Example 14 includes the apparatus of any one or more of the foregoing examples, wherein the management tile is to provide feedback associated with the execution of the machine learning algorithm to the management chiplet, and obtain an update to the machine learning algorithm from the management chiplet.
Example 15 includes the apparatus of any one or more of the foregoing examples, wherein the management tile is to authenticate the machine learning algorithm before the machine learning algorithm is executed.
Example 16 includes the apparatus of any one or more of the foregoing examples, wherein the management chiplet is to access the management tile via the one or more APIs to observe the state of the compute tile, execute a machine learning algorithm to perform inference based on the observed state, and access the management tile via the one or more APIs to control the feature of the compute tile based on the inference performed by the machine learning algorithm.
Example 17 includes the apparatus of any one or more of the foregoing examples, wherein the management chiplet is to authenticate the machine learning algorithm before the machine learning algorithm is executed.

TASKS AND EXERCISES
**1)** According to the patent excerpt, what does the management tile obtain from the management chiplet in Example 14?
**2)** Decide whether each statement agrees with the patent excerpt. Answer yes or no, and quote the words that settle it.
(a) In Example 16, the management chiplet uses one or more APIs to reach the management tile and observe the state of the compute tile.
(b) In Example 17, the management tile authenticates the machine learning algorithm.
(c) In Example 14, the management tile sends feedback to the management chiplet.
**3)** Please reproduce word for word the part of the patent excerpt between "Example 15 includes" and "machine learning algorithm.", inclusive.
The material that follows has no connection to the patent excerpt.

DATA SHOWN
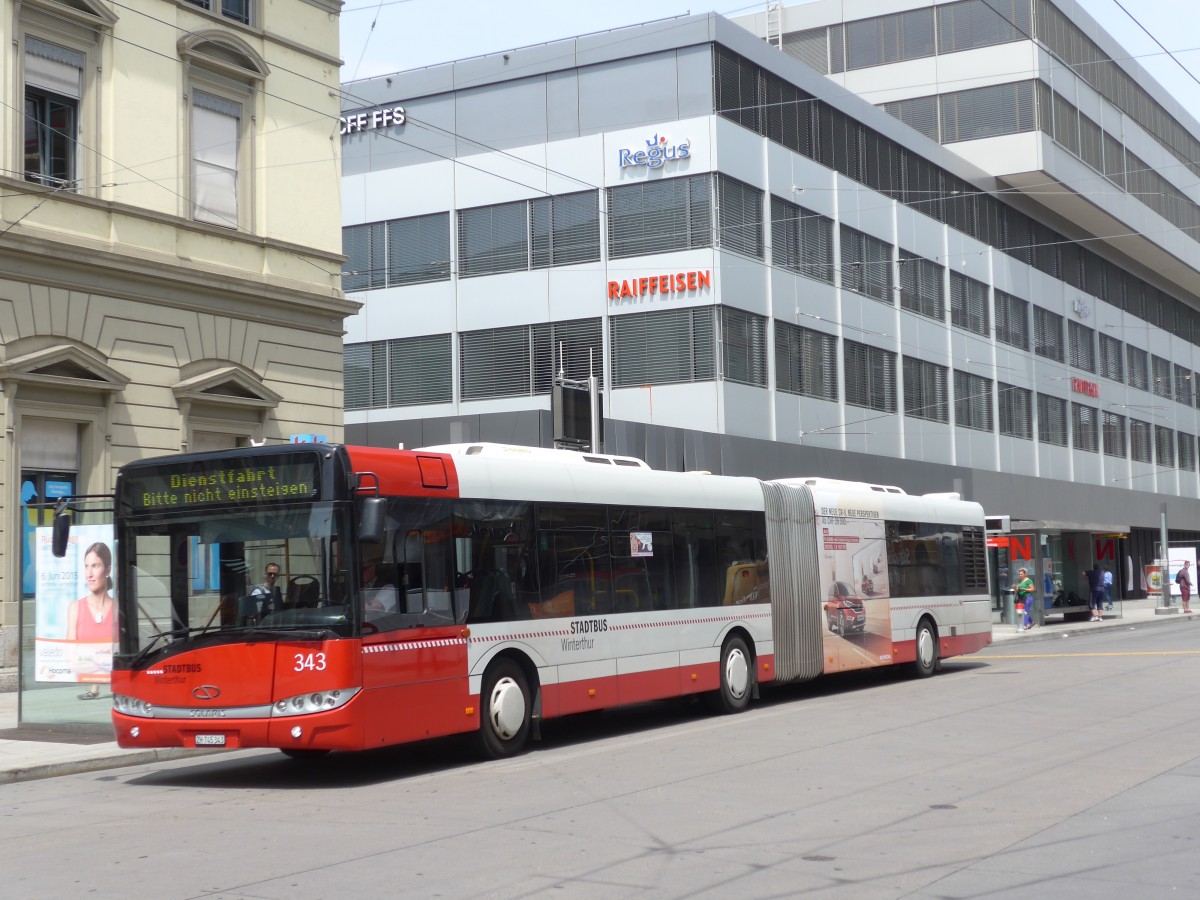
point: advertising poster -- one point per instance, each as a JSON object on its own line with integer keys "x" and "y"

RESPONSES TO THE TASKS
**1)** An update to the machine learning algorithm.

**2)**
(a) Yes: "the management chiplet is to access the management tile via the one or more APIs to observe the state of the compute tile"
(b) No: "the management chiplet is to authenticate the machine learning algorithm before the machine learning algorithm is executed"
(c) Yes: "the management tile is to provide feedback associated with the execution of the machine learning algorithm to the management chiplet"

**3)**
Example 15 includes the apparatus of any one or more of the foregoing examples, wherein the management tile is to authenticate the machine learning algorithm before the machine learning algorithm is executed.
Example 16 includes the apparatus of any one or more of the foregoing examples, wherein the management chiplet is to access the management tile via the one or more APIs to observe the state of the compute tile, execute a machine learning algorithm to perform inference based on the observed state, and access the management tile via the one or more APIs to control the feature of the compute tile based on the inference performed by the machine learning algorithm.